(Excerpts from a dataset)
======

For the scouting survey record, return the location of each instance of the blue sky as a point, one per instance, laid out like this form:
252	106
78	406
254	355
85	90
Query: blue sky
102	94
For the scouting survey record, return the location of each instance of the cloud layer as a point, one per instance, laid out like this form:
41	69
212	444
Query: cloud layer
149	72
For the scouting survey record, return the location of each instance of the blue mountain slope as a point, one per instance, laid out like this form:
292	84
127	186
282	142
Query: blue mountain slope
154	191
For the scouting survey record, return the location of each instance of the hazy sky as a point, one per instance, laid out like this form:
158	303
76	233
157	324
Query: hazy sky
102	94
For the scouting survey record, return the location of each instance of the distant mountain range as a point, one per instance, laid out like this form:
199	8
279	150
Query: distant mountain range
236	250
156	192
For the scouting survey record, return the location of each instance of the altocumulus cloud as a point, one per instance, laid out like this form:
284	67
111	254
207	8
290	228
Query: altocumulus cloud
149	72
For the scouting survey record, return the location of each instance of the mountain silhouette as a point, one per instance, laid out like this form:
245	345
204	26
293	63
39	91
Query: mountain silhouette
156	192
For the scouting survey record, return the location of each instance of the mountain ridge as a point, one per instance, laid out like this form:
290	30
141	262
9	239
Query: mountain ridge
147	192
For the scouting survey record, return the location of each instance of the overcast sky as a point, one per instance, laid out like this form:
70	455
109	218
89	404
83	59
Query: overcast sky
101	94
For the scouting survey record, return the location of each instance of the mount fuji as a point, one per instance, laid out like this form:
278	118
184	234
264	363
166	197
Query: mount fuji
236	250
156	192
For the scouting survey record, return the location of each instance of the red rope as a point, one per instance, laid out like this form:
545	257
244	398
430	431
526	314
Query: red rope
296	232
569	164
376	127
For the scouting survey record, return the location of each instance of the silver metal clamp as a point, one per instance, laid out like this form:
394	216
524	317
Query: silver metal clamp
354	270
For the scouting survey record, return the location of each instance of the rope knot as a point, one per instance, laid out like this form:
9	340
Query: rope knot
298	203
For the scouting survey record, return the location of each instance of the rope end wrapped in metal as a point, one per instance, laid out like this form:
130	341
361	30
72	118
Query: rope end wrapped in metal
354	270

======

Task instructions> The response has to give back every record verbatim.

Written answer>
For the scouting survey record, return the location of each instance of the blue sky as a point, one per instance, laid out like this form:
252	106
78	406
254	355
85	90
Query: blue sky
102	94
For the scouting survey record, return the location of each instance of the cloud layer as a point, one per instance, laid out like this form:
41	69
212	444
Query: cloud layer
149	72
For the scouting survey record, return the location of each instance of the blue mountain slope as a point, one per instance, laid out like this form:
292	84
127	186
282	142
Query: blue mountain slope
154	191
For the scouting survey record, return the location of each instance of the hazy sky as a point, one per instance, laid out like this form:
158	303
76	233
157	324
Query: hazy sky
102	94
For the scouting survey record, return the location of each instance of the distant mountain range as a point, one per instance, laid out like this form:
199	8
279	150
Query: distant mountain range
236	250
156	192
For the scouting survey record, return the location of each instance of the altocumulus cloud as a point, one per instance, laid out like this form:
284	67
111	254
207	8
290	228
Query: altocumulus cloud
149	72
For the scouting survey record, return the location of each instance of the mountain silhouette as a point, one per instance, laid out like this form:
245	345
204	26
293	63
39	91
Query: mountain silhouette
156	192
For the scouting survey record, return the location of each instance of the mountain ridge as a point, one per instance, laid out like this form:
290	30
141	262
9	239
Query: mountain ridge
147	192
For the scouting survey record, return the location of each instance of the overcast sky as a point, one per instance, laid out like this form:
70	455
109	218
89	404
83	59
Query: overcast sky
101	94
For the scouting survey record, return the location of each instance of the mount fuji as a point, one per instance, laid out like this form:
278	118
184	234
264	363
166	197
Query: mount fuji
236	250
156	192
For the scouting survey record, return the location of each instance of the red rope as a point, one per instance, laid out like this form:
545	257
244	398
430	431
526	314
Query: red rope
296	232
569	164
376	127
For the scouting survey record, return the location of each instance of the silver metal clamp as a point, one per instance, laid out like this form:
394	216
524	317
Query: silver metal clamp
354	270
For the scouting survey record, return the location of each instance of the rope knot as a point, one per instance, laid out like this form:
9	340
Query: rope knot
298	203
For the scouting survey record, return the location of each instance of the rope end wrapped in metal as a point, one per instance, laid out like this form:
130	341
361	30
72	118
Query: rope end wrapped in metal
354	270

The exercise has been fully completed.